> **Short exercise 1**
Please reproduce the passage from the opinion piece on Tecumseh starting with "Tecumseh was physically" and going on through "of the land.".
> **Short exercise 2**
List the War of 1812 victories that the opinion piece on Tecumseh names as ones he led or influenced.
> **Short exercise 3**
Continue the opinion piece on Tecumseh from the point where it stops.

Opinion

Doug George-Kanentiio: Tecumseh never parted with the land





His name was Tecumseh, the Shooting Star, the Panther, born of the Tewa:kenha Nation, the Shawnees, ancient allies of the Rotinosionni, the Iroquois.

He was born into the Kispoko clan, the fighters-defenders, as descended from his father. He was a contemporary of the great military leader Blue Jacket, the man who led a Native alliance which inflicted the two greatest defeats on the US Army in history.

He was there when Red Jacket and Cornplanter were called to council then retreated to Seneca territory in shame when the Confederacy refused to join the grand alliance of Odawas, Shawnees, Anishnabe, Potawatomi, Miami and Mingo (those Iroquois living in the Ohio region).

He was the man most feared by the British and Americans, the one person who could have stopped the expansion of the United States into the continental midwest or frustrate the colonial plans of Great Britain in North America. He commanded respect wherever he went as well as apprehension among those who would make compromises with their aboriginal lands.

US presidents from Washington to Madison would have preferred him assassinated only to have him die in battle in October, 1813 after saving Canada from the Americans

He could not be bought, coerced, intimidated or threatened. He was loyal to his wife, a stable father to his children and a strong defender of his community. He refused alcohol although he had a keen sense of humour and was a brilliant orator.

Tecumseh was physically tough, a fighter of exceptional courage and a field commander whose tactics led to dozens of victories, often against superior forces. No man was ever asked to do a task Tecumseh would not do himself.

He was no coward, hiding behind platoons of lawyers, bureaucrats or image makers. He did not need to take his case before hostile courts or the media. Whatever he said was spoken directly to the people.

He spoke of unity, power, duty and dignity. He shamed those who would sell the land and felt so strongly about protecting the rights of those unborn that he advocated disgrace, banishment and capital punishment for anyone who put their names to any document which qualified in any way the aboriginal ownership of the land.

Tecumseh treated those signatories with contempt, calling them “whiskey chiefs” and rejected any deal they may have made with the hated Americans.

He was well aware of the US scheme to create artificial divisions within the Native nations, beginning with the fraudulent Treaty of Greenville in 1795 and the Treaty of Canandaigua in 1794 which effectively silenced the Iroquois as a unified fighting force for all time.

Tecumseh either led or influenced Native fighters to many victories during the War of 1812 including: Ft. Dearborn, the Raisin River, Ft. Detroit, Frenchtown and Ft.Meigs.

Collected data:
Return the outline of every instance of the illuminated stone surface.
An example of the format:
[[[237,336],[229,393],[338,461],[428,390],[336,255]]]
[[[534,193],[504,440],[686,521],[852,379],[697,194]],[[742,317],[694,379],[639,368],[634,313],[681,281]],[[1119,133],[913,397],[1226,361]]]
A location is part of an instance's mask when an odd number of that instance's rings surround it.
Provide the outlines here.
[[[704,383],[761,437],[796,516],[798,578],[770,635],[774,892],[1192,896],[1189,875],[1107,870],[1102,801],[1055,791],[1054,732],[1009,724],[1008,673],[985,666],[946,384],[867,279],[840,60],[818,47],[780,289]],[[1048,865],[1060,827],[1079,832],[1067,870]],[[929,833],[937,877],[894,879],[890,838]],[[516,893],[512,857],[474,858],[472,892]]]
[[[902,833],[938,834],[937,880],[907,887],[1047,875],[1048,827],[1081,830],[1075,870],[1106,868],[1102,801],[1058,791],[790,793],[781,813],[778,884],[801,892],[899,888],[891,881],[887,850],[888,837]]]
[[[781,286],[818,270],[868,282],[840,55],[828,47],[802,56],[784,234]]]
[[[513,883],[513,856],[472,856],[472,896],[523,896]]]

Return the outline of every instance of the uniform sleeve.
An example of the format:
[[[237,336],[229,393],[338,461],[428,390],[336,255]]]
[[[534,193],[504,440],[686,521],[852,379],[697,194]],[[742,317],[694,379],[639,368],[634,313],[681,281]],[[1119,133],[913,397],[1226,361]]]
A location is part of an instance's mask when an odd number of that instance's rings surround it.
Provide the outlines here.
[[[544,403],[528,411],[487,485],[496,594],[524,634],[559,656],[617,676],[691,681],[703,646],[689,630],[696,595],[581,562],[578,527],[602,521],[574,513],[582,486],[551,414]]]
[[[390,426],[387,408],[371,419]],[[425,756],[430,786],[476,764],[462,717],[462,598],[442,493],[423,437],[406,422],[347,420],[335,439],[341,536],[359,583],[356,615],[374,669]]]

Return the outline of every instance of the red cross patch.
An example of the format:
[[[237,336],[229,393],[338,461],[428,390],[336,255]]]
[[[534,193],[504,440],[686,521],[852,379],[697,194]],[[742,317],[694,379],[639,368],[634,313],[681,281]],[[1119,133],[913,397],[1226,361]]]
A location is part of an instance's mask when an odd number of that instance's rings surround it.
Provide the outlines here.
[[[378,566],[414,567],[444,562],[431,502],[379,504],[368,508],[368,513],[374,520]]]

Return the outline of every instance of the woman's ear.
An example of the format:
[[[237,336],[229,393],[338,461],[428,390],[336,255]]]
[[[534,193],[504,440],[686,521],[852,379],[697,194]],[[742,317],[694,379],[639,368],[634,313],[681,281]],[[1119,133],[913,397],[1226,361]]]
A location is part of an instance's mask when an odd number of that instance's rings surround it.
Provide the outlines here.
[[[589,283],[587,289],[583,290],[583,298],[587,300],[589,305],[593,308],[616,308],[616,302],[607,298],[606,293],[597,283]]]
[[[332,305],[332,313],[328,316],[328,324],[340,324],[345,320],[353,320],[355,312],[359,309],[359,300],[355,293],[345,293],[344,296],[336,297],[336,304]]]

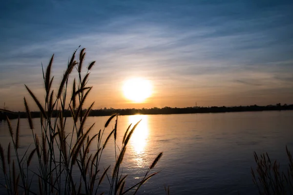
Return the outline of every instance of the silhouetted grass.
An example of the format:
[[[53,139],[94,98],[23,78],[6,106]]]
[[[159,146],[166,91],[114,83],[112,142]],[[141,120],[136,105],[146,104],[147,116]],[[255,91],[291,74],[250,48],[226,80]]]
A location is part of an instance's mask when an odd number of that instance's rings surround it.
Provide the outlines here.
[[[257,166],[255,170],[251,168],[252,180],[260,195],[293,194],[293,159],[292,155],[286,147],[289,163],[285,171],[280,170],[280,163],[271,161],[268,153],[258,156],[254,152],[254,159]]]
[[[95,61],[90,63],[83,77],[82,68],[85,56],[85,49],[83,49],[76,59],[76,51],[68,61],[67,68],[64,72],[57,94],[51,89],[54,77],[51,77],[51,69],[54,61],[54,55],[45,71],[43,69],[43,78],[45,92],[44,105],[42,105],[33,91],[26,85],[25,88],[31,98],[39,108],[41,113],[41,137],[35,132],[35,126],[33,123],[29,107],[26,98],[23,98],[27,121],[34,139],[33,148],[28,148],[23,156],[18,153],[19,136],[21,134],[21,126],[18,121],[15,132],[12,128],[8,117],[6,120],[11,137],[6,151],[3,146],[0,144],[0,157],[1,169],[5,183],[1,184],[7,190],[8,195],[15,194],[42,194],[42,195],[86,195],[103,194],[124,195],[127,192],[135,194],[140,187],[148,179],[158,172],[151,173],[154,167],[161,157],[163,153],[160,153],[154,159],[146,171],[144,177],[137,183],[126,188],[127,175],[123,174],[121,166],[126,151],[128,141],[140,121],[133,126],[130,131],[131,125],[126,131],[123,142],[120,147],[117,143],[117,131],[118,114],[109,117],[103,130],[98,133],[90,136],[90,133],[95,129],[95,124],[86,128],[85,124],[88,114],[94,102],[84,111],[84,104],[92,87],[86,86],[89,76],[89,71],[94,65]],[[77,71],[78,78],[73,80],[71,93],[68,91],[69,78],[74,70]],[[66,125],[66,117],[64,113],[69,112],[74,122],[73,127]],[[52,113],[57,113],[57,117],[53,117]],[[109,124],[115,118],[115,126],[108,135],[105,135],[105,130],[109,128]],[[65,129],[71,129],[70,134],[65,133]],[[98,132],[98,131],[97,131]],[[70,135],[70,136],[68,136]],[[76,136],[74,139],[73,135]],[[102,141],[106,136],[105,141]],[[115,147],[115,164],[106,169],[100,167],[100,164],[103,158],[102,154],[107,146],[109,139],[113,137]],[[104,140],[104,139],[103,139]],[[93,144],[93,142],[95,142]],[[89,153],[91,146],[96,146],[96,151]],[[11,163],[11,150],[14,149],[16,159]],[[37,167],[31,168],[33,158],[37,160]],[[16,166],[18,166],[18,168]],[[110,172],[110,167],[112,168]],[[73,174],[78,169],[79,174]],[[33,176],[30,176],[33,174]],[[76,178],[75,177],[78,177]],[[101,192],[99,187],[105,177],[108,182],[108,192]],[[33,180],[38,181],[31,187]],[[77,182],[76,181],[79,182]]]

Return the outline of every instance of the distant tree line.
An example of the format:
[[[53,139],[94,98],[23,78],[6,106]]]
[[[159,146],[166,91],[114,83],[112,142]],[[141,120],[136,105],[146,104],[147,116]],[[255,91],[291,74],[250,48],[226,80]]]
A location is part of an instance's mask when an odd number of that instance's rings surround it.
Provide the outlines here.
[[[169,115],[174,114],[192,114],[192,113],[225,113],[232,112],[251,112],[251,111],[273,111],[273,110],[293,110],[293,104],[283,105],[280,103],[276,105],[269,105],[265,106],[260,106],[256,105],[246,106],[233,106],[233,107],[188,107],[186,108],[171,108],[165,107],[164,108],[142,108],[137,109],[114,109],[106,108],[98,110],[92,110],[89,113],[89,116],[111,116],[114,113],[119,113],[121,115],[133,115],[137,114],[141,115]],[[85,112],[84,110],[83,112]],[[58,111],[54,111],[52,116],[57,116]],[[9,118],[16,118],[19,116],[21,118],[26,117],[26,114],[23,112],[18,112],[14,114],[0,112],[0,119],[4,119],[5,116],[7,115]],[[40,112],[32,112],[31,115],[32,117],[36,118],[40,117]],[[64,117],[71,117],[69,111],[65,112]]]

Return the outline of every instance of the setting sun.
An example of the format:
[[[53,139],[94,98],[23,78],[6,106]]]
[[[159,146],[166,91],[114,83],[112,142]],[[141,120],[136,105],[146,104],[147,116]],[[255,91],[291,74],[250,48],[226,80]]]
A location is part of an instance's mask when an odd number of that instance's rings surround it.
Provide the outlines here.
[[[125,97],[136,103],[143,102],[151,95],[150,82],[141,78],[126,80],[123,86],[123,93]]]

> **Written reply 1**
Tecumseh was physically tough, a fighter of exceptional courage and a field commander whose tactics led to dozens of victories, often against superior forces. No man was ever asked to do a task Tecumseh would not do himself.

He was no coward, hiding behind platoons of lawyers, bureaucrats or image makers. He did not need to take his case before hostile courts or the media. Whatever he said was spoken directly to the people.

He spoke of unity, power, duty and dignity. He shamed those who would sell the land and felt so strongly about protecting the rights of those unborn that he advocated disgrace, banishment and capital punishment for anyone who put their names to any document which qualified in any way the aboriginal ownership of the land.

> **Written reply 2**
Ft. Dearborn, the Raisin River, Ft. Detroit, Frenchtown, Ft. Meigs

> **Written reply 3**
At sampling of his speeches reveals a man of wisdom, passion, vision and anger. In 1811 Tecumseh traveled thousands of miles recruiting fighters, meeting with Native nations, forging a common front to beat back the Americans. In his speech to the Osages he said:
“Brothers: we are friends; we must assist each other to bear our burdens. The blood of many of our fathers and brothers has run like water on the ground to satisfy the avarice of the white men. We, ourselves, are threatened with a great evil; nothing will pacify them but the destruction of all the red men.”

In an 1810 speech at Vincennes,Indiana Tecumseh said to US General William Henry Harrison:
“The way, the only way to stop this evil, is for the red people to unite in claiming a common and equal right in the land, as it was at first, and should be now -- for it was never divided, but belongs to all.

No tribe has the right to sell, even to each other, much less to strangers.

Sell a country?! Why not sell the air, the great sea, as well as the earth? Did not the Great Spirit make them all for the use of his children?

How can we have confidence in the white people? We have good and just reasons to believe we have ample grounds to accuse the Americans of injustice, especially when such great acts of injustice have been committed by them upon our race, of which they seem to have no manner of regard, or even to reflect. *When Jesus Christ came upon the earth you killed him and nailed him to the cross. You thought he was dead, and you were mistaken. You have the Shakers among you, and you laugh and make light of their worship.* Everything I have told you is the truth. The Great Spirit has inspired me.”

To Tecumseh the selling of land, for any purpose, was the great evil. He would have condemned the current “land claims” as nothing more than an attempt to exploit the rights of the unborn. His opposition would have been more than mere words; his morals would have demanded physical opposition to the whiskey chiefs.

Unlike our “leadership” Tecumseh demanded that the US be held accountable for its actions and its breach of aboriginal rights. In the current “land claims” negotiations at no point does New York State or the US acknowledge any wrongdoing. No official or agency is held responsible for the theft of millions of acres of Mohawk territory, the death of thousands of Mohawks or the damages to our culture and health. Making this worse is that all monetary expenditures resulting from a “settlement” would come from resources generated on Mohawk lands. As for the “free tuition” it is merely a tactic to impose alien education standards on our people and further diminish language and our ancestral bonds to the natural world.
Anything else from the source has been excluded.